Text for analysis:

Pancreatic transection - possible non-accidental injury

Case contributed by Dr Tim Luijkx

Presentation

Bilious vomiting. Tender abdomen.

Patient Data

Age: 2 years
Gender: Male
X-ray

Initial radiograph is unremarkable

Nonspecific bowel gas pattern. No evidence of pneumoperitoneum or bowel obstruction.

Ultrasound

Ultrasound requested querying intussusception

No evidence of intussusception.

Large complex, septated collection or mass throughout the abdomen and around the left kidney, suggestive of haemoperitoneum.

The appearances of the liver, kidneys and spleen are normal.

Laparotomy showed haemoperitoneum and something dark purple noted in the retroperitoneum. Lipase 1368. Haemoglobin 91 dropping from 131. 

CT

CT 2 days post-operative

Oral contrast was not administered. Difficult interpretation due to a low-dose scanning technique, widespread subcutaneous and intra-abdominal oedema, as well as lack of oral contrast.

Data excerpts

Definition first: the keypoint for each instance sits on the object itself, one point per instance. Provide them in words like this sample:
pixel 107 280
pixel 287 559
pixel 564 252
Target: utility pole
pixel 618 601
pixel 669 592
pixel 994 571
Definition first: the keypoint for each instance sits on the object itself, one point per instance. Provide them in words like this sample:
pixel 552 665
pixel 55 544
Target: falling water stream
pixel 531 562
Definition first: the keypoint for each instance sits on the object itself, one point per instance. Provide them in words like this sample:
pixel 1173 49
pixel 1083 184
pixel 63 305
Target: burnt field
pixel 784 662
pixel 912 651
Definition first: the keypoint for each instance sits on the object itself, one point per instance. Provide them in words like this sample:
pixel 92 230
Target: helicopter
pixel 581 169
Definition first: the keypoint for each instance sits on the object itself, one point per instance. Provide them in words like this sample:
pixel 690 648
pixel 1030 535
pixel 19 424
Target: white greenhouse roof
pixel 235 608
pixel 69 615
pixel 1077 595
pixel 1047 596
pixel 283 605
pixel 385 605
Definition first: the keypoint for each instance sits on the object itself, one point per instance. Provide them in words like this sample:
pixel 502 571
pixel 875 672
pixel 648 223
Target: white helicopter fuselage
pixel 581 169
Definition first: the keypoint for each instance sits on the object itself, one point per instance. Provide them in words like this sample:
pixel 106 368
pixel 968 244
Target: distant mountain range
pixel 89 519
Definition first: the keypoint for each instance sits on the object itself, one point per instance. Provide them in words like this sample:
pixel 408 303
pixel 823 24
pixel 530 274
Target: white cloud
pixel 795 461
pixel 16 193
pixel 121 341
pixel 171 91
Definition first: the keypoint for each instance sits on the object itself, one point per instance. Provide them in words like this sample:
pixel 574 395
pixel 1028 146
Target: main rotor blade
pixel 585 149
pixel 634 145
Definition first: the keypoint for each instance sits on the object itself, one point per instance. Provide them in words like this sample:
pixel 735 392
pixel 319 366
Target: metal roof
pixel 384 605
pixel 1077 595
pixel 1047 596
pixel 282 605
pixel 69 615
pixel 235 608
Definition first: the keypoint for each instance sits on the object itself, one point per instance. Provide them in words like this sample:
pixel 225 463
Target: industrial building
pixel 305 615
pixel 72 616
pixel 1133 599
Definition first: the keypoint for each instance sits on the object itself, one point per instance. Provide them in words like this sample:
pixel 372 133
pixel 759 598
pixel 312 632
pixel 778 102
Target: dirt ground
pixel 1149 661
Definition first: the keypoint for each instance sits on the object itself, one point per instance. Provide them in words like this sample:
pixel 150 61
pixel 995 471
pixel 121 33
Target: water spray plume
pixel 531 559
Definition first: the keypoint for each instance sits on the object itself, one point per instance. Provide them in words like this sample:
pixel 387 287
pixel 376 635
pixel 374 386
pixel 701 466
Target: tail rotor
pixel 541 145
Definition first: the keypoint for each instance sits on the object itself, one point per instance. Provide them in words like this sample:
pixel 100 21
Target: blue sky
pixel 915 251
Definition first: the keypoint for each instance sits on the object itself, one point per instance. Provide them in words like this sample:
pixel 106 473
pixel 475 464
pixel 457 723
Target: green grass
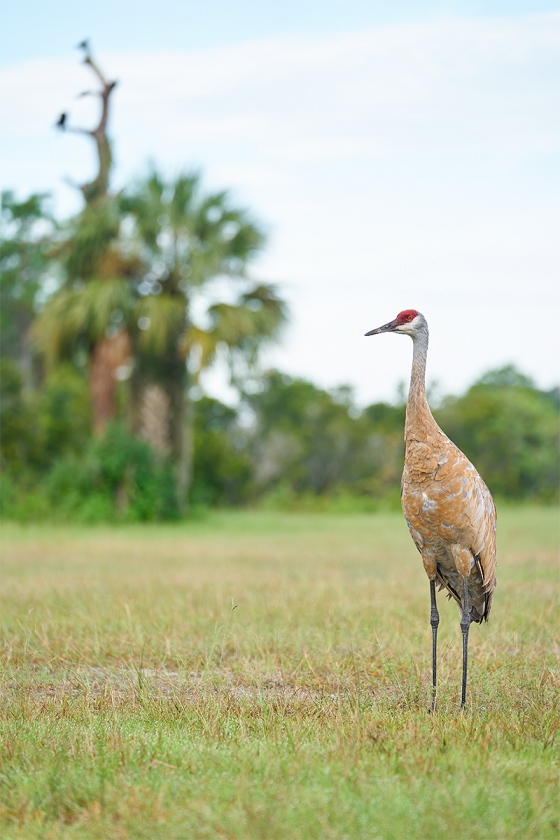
pixel 265 675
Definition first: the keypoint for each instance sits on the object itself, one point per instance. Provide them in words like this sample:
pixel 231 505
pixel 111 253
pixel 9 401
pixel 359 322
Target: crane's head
pixel 408 322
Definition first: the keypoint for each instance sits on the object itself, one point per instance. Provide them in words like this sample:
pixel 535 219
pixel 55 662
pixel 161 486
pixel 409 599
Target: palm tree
pixel 194 249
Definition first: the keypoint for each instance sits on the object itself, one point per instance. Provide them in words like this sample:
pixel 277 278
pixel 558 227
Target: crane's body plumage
pixel 447 506
pixel 452 520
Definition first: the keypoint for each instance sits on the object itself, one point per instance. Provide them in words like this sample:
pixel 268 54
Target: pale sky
pixel 400 155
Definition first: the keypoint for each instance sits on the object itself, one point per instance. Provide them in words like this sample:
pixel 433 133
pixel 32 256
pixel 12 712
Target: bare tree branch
pixel 99 187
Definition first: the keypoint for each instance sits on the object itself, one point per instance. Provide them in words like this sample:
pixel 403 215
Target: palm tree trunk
pixel 184 468
pixel 108 354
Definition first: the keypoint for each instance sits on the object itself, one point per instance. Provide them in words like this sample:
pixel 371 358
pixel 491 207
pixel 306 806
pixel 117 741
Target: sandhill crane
pixel 448 508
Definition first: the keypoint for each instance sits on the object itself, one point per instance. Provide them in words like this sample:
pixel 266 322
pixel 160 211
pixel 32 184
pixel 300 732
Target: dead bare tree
pixel 91 253
pixel 99 187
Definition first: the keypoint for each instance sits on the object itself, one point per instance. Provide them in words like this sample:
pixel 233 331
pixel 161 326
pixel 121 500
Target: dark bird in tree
pixel 448 508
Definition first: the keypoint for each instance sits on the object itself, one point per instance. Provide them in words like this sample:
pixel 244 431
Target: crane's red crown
pixel 406 316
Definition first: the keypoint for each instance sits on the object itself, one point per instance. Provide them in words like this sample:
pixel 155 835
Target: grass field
pixel 266 675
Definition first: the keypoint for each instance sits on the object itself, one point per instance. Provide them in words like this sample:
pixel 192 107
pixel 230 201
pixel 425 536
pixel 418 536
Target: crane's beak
pixel 390 327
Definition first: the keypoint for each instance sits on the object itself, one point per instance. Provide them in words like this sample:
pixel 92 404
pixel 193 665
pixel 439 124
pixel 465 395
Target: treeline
pixel 287 444
pixel 108 320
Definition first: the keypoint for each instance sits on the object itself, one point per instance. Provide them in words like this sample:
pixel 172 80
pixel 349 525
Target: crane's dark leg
pixel 465 624
pixel 434 621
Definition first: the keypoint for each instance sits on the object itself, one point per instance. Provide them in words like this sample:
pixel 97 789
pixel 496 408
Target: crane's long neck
pixel 419 419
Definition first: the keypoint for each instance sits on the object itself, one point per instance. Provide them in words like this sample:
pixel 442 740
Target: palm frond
pixel 81 313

Exercise details:
Please reproduce word for word the passage of the pancreatic transection case that opens with "Age: 2 years" and closes with "evidence of intussusception.".

Answer to the exercise:
Age: 2 years
Gender: Male
X-ray

Initial radiograph is unremarkable

Nonspecific bowel gas pattern. No evidence of pneumoperitoneum or bowel obstruction.

Ultrasound

Ultrasound requested querying intussusception

No evidence of intussusception.